--- Start of Exercise materials ---
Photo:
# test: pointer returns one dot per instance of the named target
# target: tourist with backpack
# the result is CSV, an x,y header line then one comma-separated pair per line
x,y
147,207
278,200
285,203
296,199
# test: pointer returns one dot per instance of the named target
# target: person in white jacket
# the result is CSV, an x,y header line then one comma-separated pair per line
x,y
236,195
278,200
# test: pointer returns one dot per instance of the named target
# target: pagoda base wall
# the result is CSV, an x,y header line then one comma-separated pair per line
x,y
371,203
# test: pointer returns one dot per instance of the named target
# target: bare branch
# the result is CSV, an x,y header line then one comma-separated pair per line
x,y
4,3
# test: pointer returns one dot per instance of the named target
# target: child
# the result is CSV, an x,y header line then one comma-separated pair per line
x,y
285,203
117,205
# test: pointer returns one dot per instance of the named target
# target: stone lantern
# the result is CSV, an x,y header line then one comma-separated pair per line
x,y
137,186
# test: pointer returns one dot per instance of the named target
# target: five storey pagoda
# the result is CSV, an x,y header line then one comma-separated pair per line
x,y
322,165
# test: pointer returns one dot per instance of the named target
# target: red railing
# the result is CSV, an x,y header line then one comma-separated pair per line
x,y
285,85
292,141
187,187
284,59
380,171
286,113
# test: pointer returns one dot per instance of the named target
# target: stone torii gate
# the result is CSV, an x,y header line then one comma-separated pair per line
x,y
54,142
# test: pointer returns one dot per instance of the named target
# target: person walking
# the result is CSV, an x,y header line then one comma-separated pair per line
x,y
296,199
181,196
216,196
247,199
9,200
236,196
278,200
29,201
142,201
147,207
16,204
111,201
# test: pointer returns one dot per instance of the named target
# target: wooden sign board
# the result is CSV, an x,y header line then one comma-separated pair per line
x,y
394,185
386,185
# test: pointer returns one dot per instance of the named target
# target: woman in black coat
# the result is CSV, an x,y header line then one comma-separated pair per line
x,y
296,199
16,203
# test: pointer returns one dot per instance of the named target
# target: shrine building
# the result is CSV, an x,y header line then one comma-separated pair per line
--- End of Exercise materials ---
Written task. Which lines in the entries above contain the string "stone"? Gather every one of them, treating uppercase and lowercase as different.

Task response.
# target: stone lantern
# target: stone torii gate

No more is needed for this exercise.